Cultural capital, like other forms of capital, is unequally distributed within western capitalist societies (Bourdieu 1973). The amount of cultural capital that students “inherit” from their family of origin is a function of their socioeconomic status (Bourdieu, 1979). The inheritance of cultural capital, along with economic and social capital, enables members of the dominant classes to reproduce their socioeconomic position (Bourdieu 1997).
The educational advantages of inheriting economic capital (e.g., being able to afford a private school or college) and social capital (e.g., admission to an elite college via family connections) are easy to recognize. The educational advantages of inheriting cultural capital (i.e., better cultural preparation for school), however, are relatively difficult to perceive. The educational effects of such advantages (e.g., higher grades) are generally attributed to individual merit (i.e., superior innate ability and/or greater individual effort). Cultural capital thus functions to support the legitimating belief that educational competition is meritocratic (Bourdieu 1979).
As access to college (and college graduation) becomes more commonplace, students from high socioeconomic status families tend to increase their investments in education (i.e. graduate school) to stay ahead of the newcomers. Between 1960 and 1997, the number of graduate degrees more than quadrupled. By 1997, one out of three postsecondary degree recipients were graduate students. (Mullen, Goyette, and Soares 2003). Graduate degrees increasingly function to exclude those whose highest degree was the Baccalaureate from high paying or prestigious occupations (Mullen, Goyette, and Soares 2003; Kingston and Clawson 1990; Cappell and Pipkin 1990).
Graduate education has become the primary educational terrain with respect to elite (i.e., upper class and upper middle class) and middle class occupational preparation. Research is needed in order to determine the extent to which such preparation is constituted by educational inequities based on socioeconomic status. Such research could attempt to debunk the myth of meritocracy with respect to graduate level education, and establish the proposition that there is a need for educational policies and programs designed to promote socioeconomic equity in the context of graduate level education.
Bourdieu recognized that graduate education is playing an increasingly significant role with respect to the reproduction of socioeconomic inequality (Bourdieu and Boltanski 1978). Cultural capital research by Bourdieu and others, however, has examined both undergraduate and graduate degree attainment,1 but has treated graduate level education as a “black box.” Such research, that is, has confined the study of academic achievement to the undergraduate level. Thus, we do not know the extent to which Bourdieu’s thesis (that socioeconomically privileged students tend to have higher levels of achievement because they have more cultural capital) applies at the graduate level.

● ● ● ● ●

--- DIRECTIONS FOR THIS TASK ---
Reproduce verbatim the stretch of the cultural capital passage from "Bourdieu recognized that" to "the graduate level.".

● ● ● ● ●

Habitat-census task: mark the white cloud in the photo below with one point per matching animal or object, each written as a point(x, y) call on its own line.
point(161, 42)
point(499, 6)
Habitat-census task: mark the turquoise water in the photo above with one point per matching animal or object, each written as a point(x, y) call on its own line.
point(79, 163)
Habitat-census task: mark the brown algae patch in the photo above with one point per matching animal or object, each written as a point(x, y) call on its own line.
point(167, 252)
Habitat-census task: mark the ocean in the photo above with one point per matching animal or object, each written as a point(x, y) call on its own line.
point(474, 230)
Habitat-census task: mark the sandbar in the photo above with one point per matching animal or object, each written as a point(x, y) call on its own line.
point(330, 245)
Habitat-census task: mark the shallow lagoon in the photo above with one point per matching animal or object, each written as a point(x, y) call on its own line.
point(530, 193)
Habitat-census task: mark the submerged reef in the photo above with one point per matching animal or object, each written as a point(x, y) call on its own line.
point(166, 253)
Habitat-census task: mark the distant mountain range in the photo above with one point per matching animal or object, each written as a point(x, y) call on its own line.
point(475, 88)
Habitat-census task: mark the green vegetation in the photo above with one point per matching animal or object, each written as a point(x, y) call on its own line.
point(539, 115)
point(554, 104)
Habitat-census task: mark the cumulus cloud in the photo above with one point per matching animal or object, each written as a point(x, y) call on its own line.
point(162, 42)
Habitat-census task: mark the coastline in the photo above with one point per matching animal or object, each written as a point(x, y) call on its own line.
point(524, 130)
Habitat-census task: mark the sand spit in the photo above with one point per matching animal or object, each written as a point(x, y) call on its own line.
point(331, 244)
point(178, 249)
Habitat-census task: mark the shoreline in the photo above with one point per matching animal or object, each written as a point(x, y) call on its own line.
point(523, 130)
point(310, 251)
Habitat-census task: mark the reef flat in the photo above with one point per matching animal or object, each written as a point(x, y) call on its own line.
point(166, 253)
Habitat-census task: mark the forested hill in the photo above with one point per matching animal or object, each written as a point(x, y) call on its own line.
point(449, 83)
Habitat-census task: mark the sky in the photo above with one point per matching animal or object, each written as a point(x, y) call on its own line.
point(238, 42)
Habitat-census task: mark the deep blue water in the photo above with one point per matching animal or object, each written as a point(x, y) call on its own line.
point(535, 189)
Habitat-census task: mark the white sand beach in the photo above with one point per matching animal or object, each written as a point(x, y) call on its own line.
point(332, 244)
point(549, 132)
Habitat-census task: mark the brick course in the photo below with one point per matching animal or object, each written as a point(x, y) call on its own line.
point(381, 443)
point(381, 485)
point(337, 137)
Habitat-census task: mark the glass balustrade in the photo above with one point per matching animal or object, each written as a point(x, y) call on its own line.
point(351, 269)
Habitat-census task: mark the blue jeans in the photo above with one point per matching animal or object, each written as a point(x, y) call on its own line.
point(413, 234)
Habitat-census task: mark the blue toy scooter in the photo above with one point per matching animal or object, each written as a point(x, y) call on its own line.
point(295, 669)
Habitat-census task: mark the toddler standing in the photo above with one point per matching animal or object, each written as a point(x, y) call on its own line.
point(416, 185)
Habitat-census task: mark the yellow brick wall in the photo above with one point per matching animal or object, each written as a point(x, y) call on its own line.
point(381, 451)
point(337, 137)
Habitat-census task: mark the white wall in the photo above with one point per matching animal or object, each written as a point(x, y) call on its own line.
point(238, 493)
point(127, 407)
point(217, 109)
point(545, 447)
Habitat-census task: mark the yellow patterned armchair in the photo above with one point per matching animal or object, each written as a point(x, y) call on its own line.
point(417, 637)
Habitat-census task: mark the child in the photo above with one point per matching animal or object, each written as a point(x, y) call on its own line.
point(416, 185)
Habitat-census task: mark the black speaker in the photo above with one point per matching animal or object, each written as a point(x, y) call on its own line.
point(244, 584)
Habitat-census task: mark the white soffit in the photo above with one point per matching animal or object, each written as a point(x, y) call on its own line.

● ● ● ● ●

--- TASK SOLUTION ---
Bourdieu recognized that graduate education is playing an increasingly significant role with respect to the reproduction of socioeconomic inequality (Bourdieu and Boltanski 1978). Cultural capital research by Bourdieu and others, however, has examined both undergraduate and graduate degree attainment,1 but has treated graduate level education as a “black box.” Such research, that is, has confined the study of academic achievement to the undergraduate level. Thus, we do not know the extent to which Bourdieu’s thesis (that socioeconomically privileged students tend to have higher levels of achievement because they have more cultural capital) applies at the graduate level.